Document excerpt:
B.G. Verghese (1927-2014)
B.G. Verghese (1927-2014)
outlookindia.com
1970-01-01T05:30:00+05:30

Boobli George Verghese, as Inder Malhotra pointed out, while reviewing the former's memoirs, First Draft, wrote "more books than many of his fellow-professionals might have read":

Any praise for Verghese’s book is well-deserved but one can’t agree with everything he says. Some of his best friends have often said that being an activist for many good causes, Verghese could sometimes be a “bleeding-heart liberal”. On some of the issues—such as his rose-tinted view of Pakistan and even of Zia-ul-Haq or his staunch opposition to the Indian nuclear arsenal—he eventually changed his mind because of rude ground realities. But on several other matters of this kind, including Sikkim’s merger with the Indian Union in the mid-’70s, he remains adamant. Indisputably though, Verghese can argue his case or analyse a complex problem with the utmost thoroughness.

In the 1977 general elections—the “new dawn” they ushered in was sadly short-lived; Indira Gandhi was back in power in 30 months flat—Verghese contested as an Independent from his home state of Kerala with the full support of the CPI(M). He lost but refused a nomination to the Rajya Sabha. What he doesn’t reveal is that of the donations made to him by friends, admirers and strangers, some money had remained unspent. Dividing it proportionately, he returned the money to every donor.

Exercise tasks:
1. In the piece on B.G. Verghese, what did he do with the donated money that went unspent after the 1977 elections?
2. Extend the piece on B.G. Verghese with the next part, picking up after its final sentence.

Provided material:
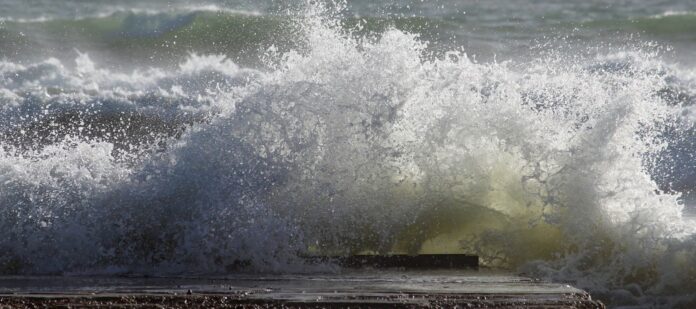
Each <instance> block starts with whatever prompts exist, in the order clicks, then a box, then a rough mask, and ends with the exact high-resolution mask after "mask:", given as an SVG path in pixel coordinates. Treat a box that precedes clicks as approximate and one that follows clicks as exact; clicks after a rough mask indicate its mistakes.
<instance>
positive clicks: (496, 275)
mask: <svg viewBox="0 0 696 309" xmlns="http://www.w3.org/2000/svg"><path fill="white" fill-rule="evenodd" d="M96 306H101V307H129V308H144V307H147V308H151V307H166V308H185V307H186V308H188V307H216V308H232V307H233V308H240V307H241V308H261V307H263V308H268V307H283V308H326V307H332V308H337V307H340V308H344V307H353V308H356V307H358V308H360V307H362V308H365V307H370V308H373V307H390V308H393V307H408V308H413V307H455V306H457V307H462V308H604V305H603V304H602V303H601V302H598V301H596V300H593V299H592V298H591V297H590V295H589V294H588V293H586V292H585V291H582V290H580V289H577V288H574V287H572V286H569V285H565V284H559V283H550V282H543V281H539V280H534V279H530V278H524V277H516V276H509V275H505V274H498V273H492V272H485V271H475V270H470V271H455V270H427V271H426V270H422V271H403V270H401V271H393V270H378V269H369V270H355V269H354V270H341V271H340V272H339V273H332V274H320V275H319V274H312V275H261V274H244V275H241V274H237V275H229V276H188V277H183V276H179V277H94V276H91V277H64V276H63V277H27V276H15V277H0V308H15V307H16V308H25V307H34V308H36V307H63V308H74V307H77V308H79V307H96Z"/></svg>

Answers to this exercise:
1. He divided it proportionately and returned it to every donor.

2.
But this "bleeding heart liberal" also took his role as a centrist public intellectual seriously, challenging other activists and partisans on positions he did not agree with, among them, most notably, Arundhati Roy, in 1999:

THE poetry was charming; the facts wrong; more rhyme than reason. Arundhati Roy, the poet laureate of the Narmada Bachao Andolan (NBA), allowed poetic licence to run away with her in writing about the ssp or the Sardar Sarovar Project (The Greater Common Good in Outlook, May 24). Having denuclearised herself in an earlier article, she is here at the barricades as 'Big Dams are to a Nation's Development' what nuclear arms are to its Military Arsenal...both weapons of mass destruction ' . The Indian state/democracy is a pestilential 'poverty-producing machine '  made to order by rich urban elites to grind down the rural poor.

This 'state secret '  unearthed, Arundhati sounds a clarion call to the wretched to 'break faith '  with the system that has operated Big Dams to 'devour ' , displace and devastate 50 million of them. She would 'unscramble '  the 'malignant '  conspiracy, 'Bomb by bomb; Dam by dam... begin(ning) with the Narmada valley ' . Strong stuff, this.

Arundhati denies any neo-Luddite impulse or arcadian, pre-industrial, anti-development dream. Yet this is what appears to drive her argument. Let's unscramble it.

Dams displace. So does acute deprivation, as in the Narmada Valley, but in a far higher ratio. The ssp displaced are a charge on the project with a generous plan, budget and organisation for their rehabilitation. The distress migrants are just damned.

Read the full piece: A Poetic Licence

More than a decade later, he took her on again, this time questioning her distorted Maoist idyll:

The CRPF massacre in Dantewada was brutal though avoidable, with two beheadings thrown in for bestiality. The Rammohan inquiry will tell us more about what happened. It was done, Arundhati Roy informs us (Walking with the Comrades, Mar 29), by “Gandhians with a gun”, with the timely reminder that there is no humbug about her Maoist Gandhians. They fight to protect beautiful tribal homelands against the state, which is an ‘Enemy of the People’, and corporate predators intent on ruthlessly realising their militarised, state-supported dreamland of mines, industrial plants and big dams. She will stand and fight against these “crimes against humanity”.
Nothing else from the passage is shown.